═══ DATA LINES
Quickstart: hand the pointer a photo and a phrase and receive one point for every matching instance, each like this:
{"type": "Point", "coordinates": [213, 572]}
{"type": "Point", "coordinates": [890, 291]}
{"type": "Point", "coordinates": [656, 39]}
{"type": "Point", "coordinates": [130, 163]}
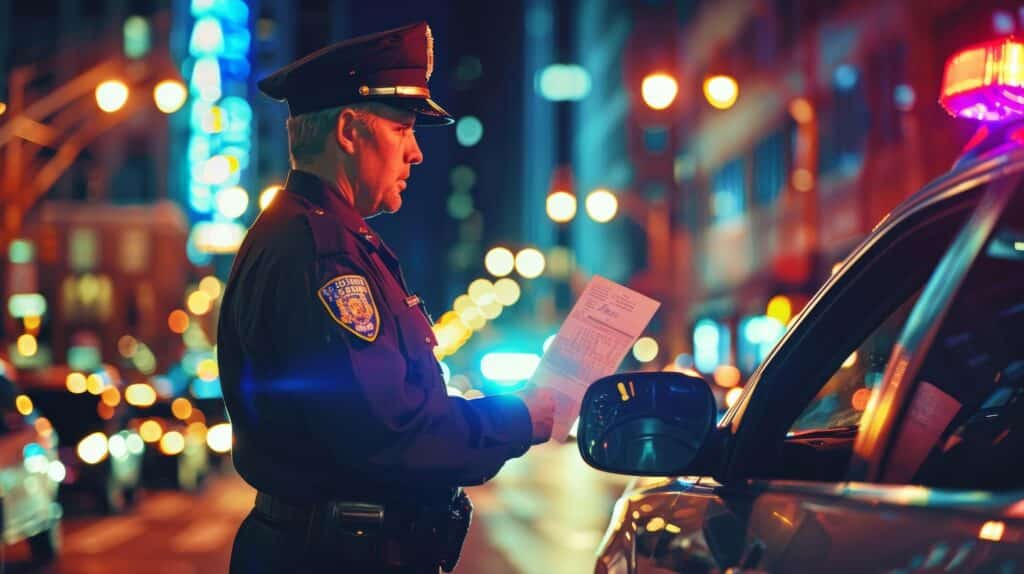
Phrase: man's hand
{"type": "Point", "coordinates": [541, 405]}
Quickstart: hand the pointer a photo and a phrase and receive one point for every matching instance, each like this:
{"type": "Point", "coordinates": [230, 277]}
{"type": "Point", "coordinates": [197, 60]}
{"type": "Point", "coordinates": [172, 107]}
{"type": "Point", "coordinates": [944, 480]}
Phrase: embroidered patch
{"type": "Point", "coordinates": [350, 303]}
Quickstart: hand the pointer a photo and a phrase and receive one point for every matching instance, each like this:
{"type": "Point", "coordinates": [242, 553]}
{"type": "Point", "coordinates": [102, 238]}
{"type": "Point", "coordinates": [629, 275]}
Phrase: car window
{"type": "Point", "coordinates": [964, 427]}
{"type": "Point", "coordinates": [843, 398]}
{"type": "Point", "coordinates": [799, 422]}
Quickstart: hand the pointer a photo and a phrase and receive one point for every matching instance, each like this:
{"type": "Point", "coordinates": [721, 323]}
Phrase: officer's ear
{"type": "Point", "coordinates": [347, 130]}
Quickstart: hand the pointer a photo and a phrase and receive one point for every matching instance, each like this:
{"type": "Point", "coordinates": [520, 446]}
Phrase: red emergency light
{"type": "Point", "coordinates": [985, 82]}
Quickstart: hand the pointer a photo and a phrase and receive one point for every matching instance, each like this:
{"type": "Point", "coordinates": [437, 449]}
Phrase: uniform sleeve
{"type": "Point", "coordinates": [365, 402]}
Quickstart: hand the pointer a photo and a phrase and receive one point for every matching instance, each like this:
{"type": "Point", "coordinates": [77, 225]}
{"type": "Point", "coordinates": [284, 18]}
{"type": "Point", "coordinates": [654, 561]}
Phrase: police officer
{"type": "Point", "coordinates": [340, 414]}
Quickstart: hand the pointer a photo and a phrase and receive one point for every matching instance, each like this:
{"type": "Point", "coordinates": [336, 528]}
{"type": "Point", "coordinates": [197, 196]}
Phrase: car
{"type": "Point", "coordinates": [883, 433]}
{"type": "Point", "coordinates": [175, 431]}
{"type": "Point", "coordinates": [102, 457]}
{"type": "Point", "coordinates": [30, 473]}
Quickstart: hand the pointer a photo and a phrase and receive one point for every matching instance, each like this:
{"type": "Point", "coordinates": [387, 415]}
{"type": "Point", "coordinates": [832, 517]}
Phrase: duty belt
{"type": "Point", "coordinates": [370, 533]}
{"type": "Point", "coordinates": [343, 512]}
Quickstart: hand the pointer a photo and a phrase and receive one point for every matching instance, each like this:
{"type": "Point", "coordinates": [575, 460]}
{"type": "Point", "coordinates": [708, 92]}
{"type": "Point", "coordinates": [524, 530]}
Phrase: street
{"type": "Point", "coordinates": [545, 513]}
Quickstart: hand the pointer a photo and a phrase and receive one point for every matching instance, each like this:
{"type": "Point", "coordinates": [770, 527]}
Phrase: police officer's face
{"type": "Point", "coordinates": [384, 155]}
══════
_WHAT YOU WILL DO_
Make an exact copy of the data, leaving its pictures out.

_FINISHED ANSWER_
Quickstart: hand the pointer a photo and a phrase and receive one point for every matching instance, each like this:
{"type": "Point", "coordinates": [213, 572]}
{"type": "Point", "coordinates": [890, 291]}
{"type": "Point", "coordinates": [656, 39]}
{"type": "Point", "coordinates": [130, 163]}
Phrase: man's hand
{"type": "Point", "coordinates": [541, 405]}
Quickstart: hand the pointer a photo and a phrase and receive one point for every matching instance, each like this:
{"type": "Point", "coordinates": [230, 277]}
{"type": "Point", "coordinates": [197, 60]}
{"type": "Point", "coordinates": [172, 107]}
{"type": "Point", "coordinates": [944, 480]}
Phrase: embroidered patch
{"type": "Point", "coordinates": [350, 303]}
Quickstart: hand the pointer a photo and a phrase and receive one point for every matching instance, each like this:
{"type": "Point", "coordinates": [242, 553]}
{"type": "Point", "coordinates": [102, 238]}
{"type": "Point", "coordinates": [629, 275]}
Phrase: car window
{"type": "Point", "coordinates": [964, 427]}
{"type": "Point", "coordinates": [843, 398]}
{"type": "Point", "coordinates": [799, 422]}
Quickstart: hand the pointer a photo and a phrase and receive one point for every matching instance, each like this:
{"type": "Point", "coordinates": [721, 323]}
Phrase: officer's ear
{"type": "Point", "coordinates": [347, 130]}
Quickstart: hand the pointer a photo and a phrase and receive one point for every matching instance, each like this:
{"type": "Point", "coordinates": [520, 446]}
Phrase: red emergency light
{"type": "Point", "coordinates": [985, 82]}
Quickstart: hand the pointer a photo and a phrase and receive one point for every matching instance, each like this:
{"type": "Point", "coordinates": [437, 449]}
Phrase: uniform sleeve
{"type": "Point", "coordinates": [365, 402]}
Quickstart: hand the pointer a photo and a phrase and receive one point for every matching instance, each like this:
{"type": "Point", "coordinates": [77, 225]}
{"type": "Point", "coordinates": [284, 18]}
{"type": "Point", "coordinates": [654, 561]}
Phrase: police officer
{"type": "Point", "coordinates": [340, 414]}
Quickstart: hand the pointer a photo and a phrase and receive one point for every matching instance, each like this:
{"type": "Point", "coordinates": [336, 528]}
{"type": "Point", "coordinates": [197, 196]}
Phrase: car
{"type": "Point", "coordinates": [883, 433]}
{"type": "Point", "coordinates": [175, 431]}
{"type": "Point", "coordinates": [102, 457]}
{"type": "Point", "coordinates": [30, 473]}
Quickstart: hand the pointer a photo and a phrase and receive one point for every matching instance, each like this:
{"type": "Point", "coordinates": [387, 415]}
{"type": "Point", "coordinates": [832, 517]}
Phrase: duty belt
{"type": "Point", "coordinates": [370, 533]}
{"type": "Point", "coordinates": [343, 512]}
Quickstart: hand the pointer a photo and a phrase and receive one point for every matching instance, each like this:
{"type": "Point", "coordinates": [575, 460]}
{"type": "Point", "coordinates": [708, 92]}
{"type": "Point", "coordinates": [524, 530]}
Phrase: street
{"type": "Point", "coordinates": [545, 513]}
Quickstart: hand the pointer a photo and a phrase and receive one point for every matching instance, each like this:
{"type": "Point", "coordinates": [770, 527]}
Phrase: police officer's face
{"type": "Point", "coordinates": [384, 155]}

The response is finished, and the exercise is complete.